[Referring expression data]
---------------
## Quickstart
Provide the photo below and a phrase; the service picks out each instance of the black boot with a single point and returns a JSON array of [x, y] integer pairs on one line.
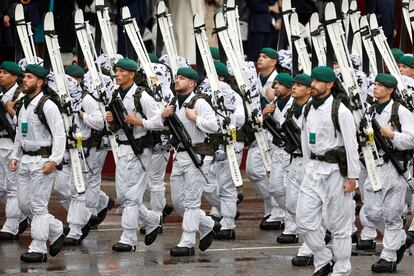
[[287, 238], [400, 252], [324, 271], [182, 251], [367, 245], [33, 257], [383, 266], [56, 246], [302, 260], [226, 234], [208, 239], [151, 237], [272, 225], [6, 236], [168, 208], [122, 247]]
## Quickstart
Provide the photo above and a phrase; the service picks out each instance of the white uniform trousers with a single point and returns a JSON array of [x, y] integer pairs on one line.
[[130, 184], [8, 194], [187, 185], [33, 193], [294, 180], [384, 208], [257, 174], [319, 192]]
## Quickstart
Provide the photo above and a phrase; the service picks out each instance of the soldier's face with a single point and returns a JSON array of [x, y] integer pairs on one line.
[[318, 88], [382, 92], [300, 90], [183, 84], [31, 83], [406, 71], [6, 78], [264, 62], [123, 76]]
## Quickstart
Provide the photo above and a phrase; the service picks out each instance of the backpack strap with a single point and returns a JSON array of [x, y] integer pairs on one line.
[[307, 109], [394, 118], [336, 103], [40, 113]]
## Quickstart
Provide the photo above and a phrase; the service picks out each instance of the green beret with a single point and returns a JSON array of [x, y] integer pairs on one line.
[[75, 71], [37, 70], [11, 67], [127, 64], [188, 72], [221, 69], [303, 79], [407, 60], [397, 53], [323, 73], [387, 80], [272, 53], [215, 52], [284, 79], [153, 58]]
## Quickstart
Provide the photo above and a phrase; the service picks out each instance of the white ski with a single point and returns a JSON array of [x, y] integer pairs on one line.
[[227, 129], [107, 36], [317, 32], [95, 71], [299, 43], [286, 12], [354, 17], [365, 132], [168, 36], [74, 137], [231, 14], [254, 115], [24, 30], [368, 46], [383, 47], [132, 30]]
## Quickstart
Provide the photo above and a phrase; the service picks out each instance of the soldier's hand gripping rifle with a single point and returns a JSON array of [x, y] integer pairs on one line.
[[4, 121], [119, 112], [181, 135]]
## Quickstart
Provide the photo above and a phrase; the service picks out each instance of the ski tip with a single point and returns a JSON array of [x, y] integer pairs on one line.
[[99, 3], [49, 23], [126, 13], [330, 13], [19, 12], [161, 8], [230, 4], [345, 6], [198, 20], [79, 17], [219, 20], [373, 22], [353, 6], [286, 5]]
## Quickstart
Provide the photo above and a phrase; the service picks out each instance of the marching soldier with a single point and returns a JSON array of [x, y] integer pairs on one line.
[[329, 180], [37, 152], [132, 170], [187, 181], [9, 74]]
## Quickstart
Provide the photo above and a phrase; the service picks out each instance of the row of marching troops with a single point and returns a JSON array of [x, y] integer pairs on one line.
[[308, 191]]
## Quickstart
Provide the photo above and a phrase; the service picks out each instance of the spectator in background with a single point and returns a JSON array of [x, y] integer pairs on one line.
[[261, 30], [385, 11], [7, 30]]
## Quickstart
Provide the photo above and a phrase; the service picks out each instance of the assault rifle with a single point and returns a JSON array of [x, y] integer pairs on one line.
[[118, 110], [181, 135], [4, 121]]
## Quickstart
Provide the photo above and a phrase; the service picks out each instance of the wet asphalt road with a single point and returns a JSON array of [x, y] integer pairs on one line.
[[254, 252]]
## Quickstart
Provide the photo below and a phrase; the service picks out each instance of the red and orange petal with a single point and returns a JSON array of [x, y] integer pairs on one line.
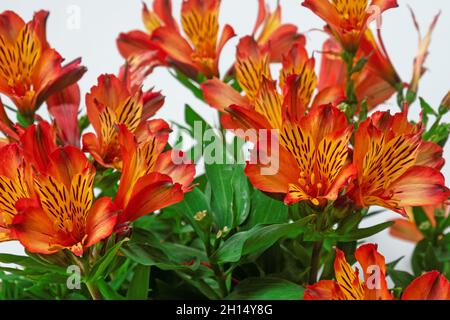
[[100, 221], [63, 107], [38, 143], [15, 183], [65, 163], [374, 268], [430, 155], [180, 170], [139, 153], [36, 232], [324, 290], [419, 186], [251, 66], [273, 37], [430, 286], [161, 15], [348, 279], [151, 192]]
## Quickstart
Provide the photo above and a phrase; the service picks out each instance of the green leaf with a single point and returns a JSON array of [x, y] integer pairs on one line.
[[219, 177], [266, 210], [195, 208], [241, 191], [138, 289], [266, 289], [426, 108], [101, 266], [189, 84], [258, 239], [107, 292]]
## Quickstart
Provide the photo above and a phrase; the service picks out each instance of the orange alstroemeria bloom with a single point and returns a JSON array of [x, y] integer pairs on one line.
[[349, 286], [396, 169], [200, 51], [252, 70], [31, 71], [274, 37], [313, 153], [150, 179], [65, 216], [15, 183], [376, 83], [109, 104], [63, 107], [347, 20], [136, 47]]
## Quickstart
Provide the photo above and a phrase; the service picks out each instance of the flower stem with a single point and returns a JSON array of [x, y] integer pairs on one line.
[[315, 261], [94, 291]]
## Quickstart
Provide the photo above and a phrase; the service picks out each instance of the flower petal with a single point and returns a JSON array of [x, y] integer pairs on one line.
[[100, 221], [374, 266], [430, 286]]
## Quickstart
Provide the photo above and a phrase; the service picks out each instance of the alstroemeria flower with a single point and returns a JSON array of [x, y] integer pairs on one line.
[[274, 37], [109, 104], [349, 286], [150, 179], [200, 52], [16, 182], [63, 107], [136, 47], [65, 215], [347, 20], [252, 70], [31, 71], [396, 169], [376, 83]]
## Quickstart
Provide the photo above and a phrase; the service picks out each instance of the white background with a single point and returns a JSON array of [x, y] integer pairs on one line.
[[102, 20]]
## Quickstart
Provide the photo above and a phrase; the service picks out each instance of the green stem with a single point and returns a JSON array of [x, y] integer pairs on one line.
[[321, 225], [315, 261], [218, 272], [94, 291]]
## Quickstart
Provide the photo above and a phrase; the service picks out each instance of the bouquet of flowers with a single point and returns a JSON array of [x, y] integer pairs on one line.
[[111, 202]]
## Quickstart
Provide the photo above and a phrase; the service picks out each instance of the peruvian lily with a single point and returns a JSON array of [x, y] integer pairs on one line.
[[274, 37], [65, 216], [136, 47], [375, 83], [252, 70], [151, 179], [348, 20], [31, 71], [63, 106], [16, 183], [109, 104], [396, 169], [349, 286], [200, 52], [312, 157]]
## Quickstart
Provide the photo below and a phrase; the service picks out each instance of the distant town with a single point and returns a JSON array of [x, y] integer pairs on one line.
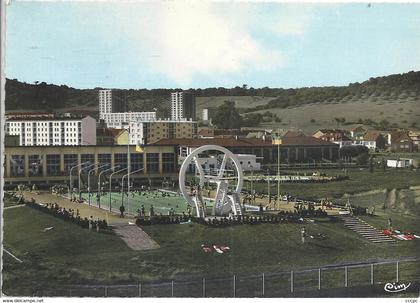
[[44, 146]]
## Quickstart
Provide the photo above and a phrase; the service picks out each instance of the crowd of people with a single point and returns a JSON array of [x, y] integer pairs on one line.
[[280, 217], [71, 215]]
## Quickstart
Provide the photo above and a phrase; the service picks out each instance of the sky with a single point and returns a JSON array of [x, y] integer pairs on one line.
[[179, 44]]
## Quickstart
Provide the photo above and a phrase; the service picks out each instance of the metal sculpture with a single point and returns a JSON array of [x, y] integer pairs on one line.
[[227, 198]]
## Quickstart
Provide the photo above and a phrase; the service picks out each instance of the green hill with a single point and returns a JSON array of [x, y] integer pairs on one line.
[[393, 99]]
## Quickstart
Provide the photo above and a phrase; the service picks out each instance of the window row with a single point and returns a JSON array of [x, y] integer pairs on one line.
[[53, 163]]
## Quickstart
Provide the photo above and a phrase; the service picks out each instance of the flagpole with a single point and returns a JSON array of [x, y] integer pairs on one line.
[[278, 170]]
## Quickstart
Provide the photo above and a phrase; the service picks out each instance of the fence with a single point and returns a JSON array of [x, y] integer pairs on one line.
[[309, 282]]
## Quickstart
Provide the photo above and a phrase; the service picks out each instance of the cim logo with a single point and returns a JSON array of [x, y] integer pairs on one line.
[[396, 287]]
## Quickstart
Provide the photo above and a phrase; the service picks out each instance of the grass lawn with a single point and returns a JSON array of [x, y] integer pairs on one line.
[[69, 254], [360, 181], [132, 203]]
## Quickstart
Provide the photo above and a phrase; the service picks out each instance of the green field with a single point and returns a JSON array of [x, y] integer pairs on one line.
[[361, 180], [134, 201], [69, 254]]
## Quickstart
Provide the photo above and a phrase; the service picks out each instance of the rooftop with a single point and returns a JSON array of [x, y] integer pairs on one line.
[[244, 142]]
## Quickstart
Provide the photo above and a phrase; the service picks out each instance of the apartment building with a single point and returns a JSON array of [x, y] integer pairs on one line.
[[151, 131], [183, 106], [116, 120], [46, 131], [111, 101]]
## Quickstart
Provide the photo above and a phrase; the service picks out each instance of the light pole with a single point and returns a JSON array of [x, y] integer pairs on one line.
[[100, 174], [71, 180], [278, 170], [268, 186], [80, 171], [252, 177], [110, 187], [93, 169], [122, 186]]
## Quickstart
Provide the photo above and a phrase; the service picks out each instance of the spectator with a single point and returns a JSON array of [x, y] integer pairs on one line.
[[303, 234]]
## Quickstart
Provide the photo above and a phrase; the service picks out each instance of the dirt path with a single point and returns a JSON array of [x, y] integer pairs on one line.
[[84, 209], [14, 206], [134, 237]]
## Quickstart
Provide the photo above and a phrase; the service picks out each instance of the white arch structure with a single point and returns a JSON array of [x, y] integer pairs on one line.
[[226, 200]]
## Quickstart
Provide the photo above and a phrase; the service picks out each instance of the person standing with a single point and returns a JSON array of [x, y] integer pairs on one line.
[[90, 223], [303, 234]]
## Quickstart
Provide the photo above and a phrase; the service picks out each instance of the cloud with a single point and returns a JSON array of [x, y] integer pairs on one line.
[[292, 23], [190, 39]]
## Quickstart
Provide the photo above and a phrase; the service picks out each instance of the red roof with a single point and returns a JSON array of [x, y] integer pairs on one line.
[[398, 136], [290, 140], [372, 135], [115, 132]]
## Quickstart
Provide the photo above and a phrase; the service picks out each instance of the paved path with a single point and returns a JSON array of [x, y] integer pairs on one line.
[[366, 230], [134, 237], [14, 206], [84, 209]]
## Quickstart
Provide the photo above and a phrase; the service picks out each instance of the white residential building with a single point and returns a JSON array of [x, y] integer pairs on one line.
[[105, 101], [177, 108], [151, 131], [116, 120], [205, 114], [183, 106], [53, 131]]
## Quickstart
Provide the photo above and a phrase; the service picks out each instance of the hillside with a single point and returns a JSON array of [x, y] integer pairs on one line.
[[394, 99]]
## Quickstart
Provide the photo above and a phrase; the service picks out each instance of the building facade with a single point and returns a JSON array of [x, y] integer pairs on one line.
[[53, 130], [183, 106], [111, 101], [149, 132], [117, 120], [292, 149], [52, 164]]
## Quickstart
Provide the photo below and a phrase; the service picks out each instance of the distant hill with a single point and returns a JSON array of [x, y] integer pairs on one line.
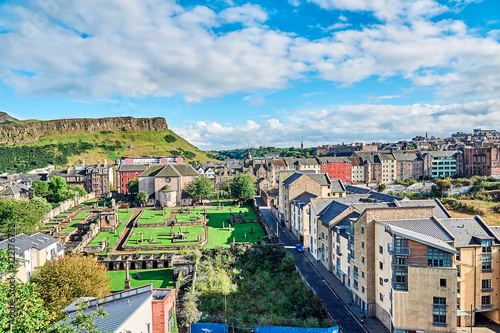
[[35, 144], [6, 119]]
---------------
> Aim of the exercise
Only the lines from the one that contains "the red roof" through the last line of the records may appear in the answer, retyped exactly and with no pictures.

> Answer space
Provide the photo above and a phrase; the service picks out each instance of the red roof with a single point and returns a JSON array of [x, y] integer pairs on one line.
[[398, 136], [290, 140], [372, 135], [115, 132]]
## Quickstart
Provide the photo above and a phrase; the service picks out each instance of the paved path with a single point and returns a JSON array of [x, y] integer pairs on one line.
[[366, 230], [134, 237], [14, 206], [84, 209]]
## Quickstart
Provide the photo above and a phrase; the service picks out each instance of the white residential building with a single point and returns a JSON array of [x, y] integer pairs on one line.
[[105, 101], [177, 108], [151, 131], [116, 120], [205, 114], [183, 106], [53, 131]]
## Quickstart
Provide the photo above and a phrase; the service picks out each instance of the hillside with a single point and returns a JSON array of [x, y] integer pairs on one line.
[[394, 99]]
## Quickstart
Provide the photo above and a phrase; the service picks out each instance of the building facade with a single point and returns a JSON array of [x, y] integer pairs on one line.
[[53, 130], [183, 106], [111, 101], [149, 132], [117, 120], [292, 149], [52, 164]]
## Quickstart
Provide the photo below and a phrase; the service picks out each instance of the distant hill with a single point and returns a JSON array of [x, y] integer pairs on one line.
[[35, 144], [6, 119]]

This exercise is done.